--- START OF SUPPLIED RECORDS ---
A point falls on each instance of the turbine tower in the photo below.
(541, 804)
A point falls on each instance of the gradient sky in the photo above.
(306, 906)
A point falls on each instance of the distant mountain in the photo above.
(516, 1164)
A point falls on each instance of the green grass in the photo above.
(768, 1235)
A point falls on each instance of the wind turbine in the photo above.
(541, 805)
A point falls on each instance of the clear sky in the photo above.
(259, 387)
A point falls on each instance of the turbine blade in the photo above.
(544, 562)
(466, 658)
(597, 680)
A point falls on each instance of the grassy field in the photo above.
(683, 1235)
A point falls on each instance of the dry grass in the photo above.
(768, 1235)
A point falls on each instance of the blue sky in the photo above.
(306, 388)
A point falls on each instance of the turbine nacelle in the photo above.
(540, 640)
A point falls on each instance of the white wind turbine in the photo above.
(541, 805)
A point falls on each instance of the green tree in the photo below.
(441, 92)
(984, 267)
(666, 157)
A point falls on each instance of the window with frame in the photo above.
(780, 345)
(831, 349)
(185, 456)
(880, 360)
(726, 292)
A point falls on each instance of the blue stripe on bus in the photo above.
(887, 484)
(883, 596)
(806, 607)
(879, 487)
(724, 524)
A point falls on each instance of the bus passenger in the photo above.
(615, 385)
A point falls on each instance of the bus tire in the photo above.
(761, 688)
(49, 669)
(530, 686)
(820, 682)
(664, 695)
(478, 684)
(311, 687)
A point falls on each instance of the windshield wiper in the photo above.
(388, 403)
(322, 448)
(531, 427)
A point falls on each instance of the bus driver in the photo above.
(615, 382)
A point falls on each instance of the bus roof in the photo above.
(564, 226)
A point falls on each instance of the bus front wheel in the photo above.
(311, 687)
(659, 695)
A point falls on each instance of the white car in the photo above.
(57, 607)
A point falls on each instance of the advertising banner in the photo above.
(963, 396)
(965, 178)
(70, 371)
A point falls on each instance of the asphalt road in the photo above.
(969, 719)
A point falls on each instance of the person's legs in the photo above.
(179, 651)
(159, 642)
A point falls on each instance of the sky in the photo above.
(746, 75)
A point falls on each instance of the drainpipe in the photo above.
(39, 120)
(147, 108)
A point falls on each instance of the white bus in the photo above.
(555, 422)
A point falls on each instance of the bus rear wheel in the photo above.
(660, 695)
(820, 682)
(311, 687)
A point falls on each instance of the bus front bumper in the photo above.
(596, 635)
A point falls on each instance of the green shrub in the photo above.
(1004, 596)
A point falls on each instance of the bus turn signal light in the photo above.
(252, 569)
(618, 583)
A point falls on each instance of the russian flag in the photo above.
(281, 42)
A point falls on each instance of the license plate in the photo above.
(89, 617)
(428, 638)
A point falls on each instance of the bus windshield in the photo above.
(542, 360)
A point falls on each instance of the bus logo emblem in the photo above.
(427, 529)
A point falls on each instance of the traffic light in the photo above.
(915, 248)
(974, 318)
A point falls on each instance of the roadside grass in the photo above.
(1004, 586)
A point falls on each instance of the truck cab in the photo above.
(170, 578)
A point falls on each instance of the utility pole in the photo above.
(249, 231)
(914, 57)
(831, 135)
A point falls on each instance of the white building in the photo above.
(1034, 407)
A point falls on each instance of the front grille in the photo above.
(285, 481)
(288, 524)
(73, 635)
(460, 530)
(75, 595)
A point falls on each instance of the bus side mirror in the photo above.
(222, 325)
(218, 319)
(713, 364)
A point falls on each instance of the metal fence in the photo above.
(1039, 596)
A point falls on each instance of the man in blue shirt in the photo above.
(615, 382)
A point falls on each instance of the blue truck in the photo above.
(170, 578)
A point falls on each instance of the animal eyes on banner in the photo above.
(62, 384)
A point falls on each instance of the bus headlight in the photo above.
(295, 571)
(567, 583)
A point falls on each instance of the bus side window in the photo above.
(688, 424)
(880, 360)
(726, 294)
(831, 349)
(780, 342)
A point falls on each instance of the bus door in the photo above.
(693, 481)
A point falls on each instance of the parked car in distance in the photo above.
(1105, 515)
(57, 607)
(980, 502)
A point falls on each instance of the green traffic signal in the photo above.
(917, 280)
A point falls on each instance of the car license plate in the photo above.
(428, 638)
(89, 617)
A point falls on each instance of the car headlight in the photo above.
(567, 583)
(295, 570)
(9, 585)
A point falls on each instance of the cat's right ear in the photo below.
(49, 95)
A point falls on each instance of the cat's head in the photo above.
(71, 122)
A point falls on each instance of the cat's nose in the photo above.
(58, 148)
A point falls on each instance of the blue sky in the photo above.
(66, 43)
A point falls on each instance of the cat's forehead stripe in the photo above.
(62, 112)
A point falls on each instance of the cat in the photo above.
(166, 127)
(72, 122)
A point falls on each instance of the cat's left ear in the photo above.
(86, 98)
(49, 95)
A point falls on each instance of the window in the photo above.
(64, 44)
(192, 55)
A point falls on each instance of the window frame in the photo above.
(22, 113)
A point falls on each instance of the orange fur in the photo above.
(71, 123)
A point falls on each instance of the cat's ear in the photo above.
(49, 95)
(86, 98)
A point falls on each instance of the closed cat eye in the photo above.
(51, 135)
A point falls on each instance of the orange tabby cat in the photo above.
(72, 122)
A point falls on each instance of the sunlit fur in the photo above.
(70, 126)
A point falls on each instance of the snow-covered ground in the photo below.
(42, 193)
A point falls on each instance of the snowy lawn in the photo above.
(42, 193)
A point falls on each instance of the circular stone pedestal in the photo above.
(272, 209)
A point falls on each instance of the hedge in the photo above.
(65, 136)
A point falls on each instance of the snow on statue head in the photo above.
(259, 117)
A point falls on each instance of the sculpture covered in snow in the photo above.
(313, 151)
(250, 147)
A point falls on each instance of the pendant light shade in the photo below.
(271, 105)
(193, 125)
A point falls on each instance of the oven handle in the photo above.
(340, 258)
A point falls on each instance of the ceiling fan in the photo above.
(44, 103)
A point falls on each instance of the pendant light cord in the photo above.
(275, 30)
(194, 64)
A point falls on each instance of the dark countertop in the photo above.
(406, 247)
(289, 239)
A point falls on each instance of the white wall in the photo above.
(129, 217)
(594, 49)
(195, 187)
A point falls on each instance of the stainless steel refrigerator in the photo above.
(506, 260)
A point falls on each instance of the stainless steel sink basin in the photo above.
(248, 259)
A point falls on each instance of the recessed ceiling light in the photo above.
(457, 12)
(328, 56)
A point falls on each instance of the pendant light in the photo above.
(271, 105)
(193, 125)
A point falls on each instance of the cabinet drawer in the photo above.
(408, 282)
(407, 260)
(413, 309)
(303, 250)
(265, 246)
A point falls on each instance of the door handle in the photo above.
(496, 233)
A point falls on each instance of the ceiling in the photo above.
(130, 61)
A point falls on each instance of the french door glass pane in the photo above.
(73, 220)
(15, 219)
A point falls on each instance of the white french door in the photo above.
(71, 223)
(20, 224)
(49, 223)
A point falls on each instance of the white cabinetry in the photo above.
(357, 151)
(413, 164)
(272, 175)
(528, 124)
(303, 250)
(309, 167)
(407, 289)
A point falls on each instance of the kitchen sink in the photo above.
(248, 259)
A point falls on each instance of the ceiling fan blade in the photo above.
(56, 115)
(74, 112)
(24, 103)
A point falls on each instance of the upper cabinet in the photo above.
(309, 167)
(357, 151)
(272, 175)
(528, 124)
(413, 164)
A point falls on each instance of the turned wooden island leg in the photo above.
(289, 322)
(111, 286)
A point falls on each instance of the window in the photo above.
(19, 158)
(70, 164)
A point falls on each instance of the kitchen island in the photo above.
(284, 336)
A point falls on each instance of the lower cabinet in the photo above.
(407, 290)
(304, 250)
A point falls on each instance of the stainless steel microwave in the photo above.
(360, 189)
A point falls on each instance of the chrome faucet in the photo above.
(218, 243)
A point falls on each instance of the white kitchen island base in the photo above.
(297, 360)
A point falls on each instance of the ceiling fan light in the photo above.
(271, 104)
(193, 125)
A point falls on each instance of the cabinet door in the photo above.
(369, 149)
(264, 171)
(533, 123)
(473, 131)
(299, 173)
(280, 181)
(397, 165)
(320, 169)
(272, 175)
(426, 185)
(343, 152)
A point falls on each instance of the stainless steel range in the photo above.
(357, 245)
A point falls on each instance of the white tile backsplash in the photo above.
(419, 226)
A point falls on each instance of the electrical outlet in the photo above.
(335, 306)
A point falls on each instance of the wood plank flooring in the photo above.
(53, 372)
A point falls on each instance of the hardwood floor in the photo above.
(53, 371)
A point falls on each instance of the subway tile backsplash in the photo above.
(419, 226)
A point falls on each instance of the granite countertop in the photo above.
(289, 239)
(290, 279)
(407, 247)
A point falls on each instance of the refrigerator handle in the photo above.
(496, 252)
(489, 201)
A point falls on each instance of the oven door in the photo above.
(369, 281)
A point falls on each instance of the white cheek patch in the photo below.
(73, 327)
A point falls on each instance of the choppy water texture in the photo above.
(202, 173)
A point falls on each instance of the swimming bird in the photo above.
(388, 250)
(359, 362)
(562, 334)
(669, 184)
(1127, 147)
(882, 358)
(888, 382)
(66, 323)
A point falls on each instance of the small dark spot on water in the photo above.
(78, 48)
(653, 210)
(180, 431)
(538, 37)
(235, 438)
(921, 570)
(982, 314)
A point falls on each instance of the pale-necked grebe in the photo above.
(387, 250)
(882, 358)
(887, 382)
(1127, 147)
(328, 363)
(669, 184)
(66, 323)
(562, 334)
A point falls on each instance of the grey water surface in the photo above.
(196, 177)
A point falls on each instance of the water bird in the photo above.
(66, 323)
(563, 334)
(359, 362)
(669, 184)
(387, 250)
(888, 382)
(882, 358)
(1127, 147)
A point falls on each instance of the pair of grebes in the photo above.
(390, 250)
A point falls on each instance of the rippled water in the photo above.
--- END OF SUPPLIED RECORDS ---
■ PROMPT
Starting with the line that contains "A point falls on each instance of the granite", output every line through the end of the listing above, unchanged.

■ EXERCISE SOLUTION
A point falls on each instance of the granite countertop in the photo above.
(289, 239)
(290, 279)
(407, 247)
A point falls on each instance of the refrigerator handle in the photo above.
(496, 252)
(489, 201)
A point falls on each instance of the oven door in the photo above.
(369, 281)
A point falls on each instance of the white cheek patch in the photo below.
(73, 327)
A point falls on each instance of the choppy water texture in the photo above.
(202, 173)
A point falls on each instance of the swimming bird in the photo above.
(388, 250)
(359, 362)
(562, 334)
(669, 184)
(1127, 147)
(882, 358)
(888, 382)
(66, 323)
A point falls on each instance of the small dark spot on water in the photo above.
(78, 48)
(653, 210)
(180, 431)
(538, 37)
(235, 438)
(921, 570)
(982, 314)
A point falls on each instance of the pale-necked grebe in the photo above.
(387, 250)
(882, 358)
(887, 382)
(1127, 147)
(328, 363)
(669, 184)
(66, 323)
(562, 334)
A point falls on each instance of the grey water surface in the photo above.
(196, 177)
A point falls on each instance of the water bird in the photo above.
(66, 323)
(563, 334)
(359, 362)
(669, 184)
(387, 250)
(888, 382)
(882, 358)
(1127, 147)
A point falls on each instance of the pair of grebes in the photo above.
(390, 250)
A point falls on each instance of the rippled water in the photo above.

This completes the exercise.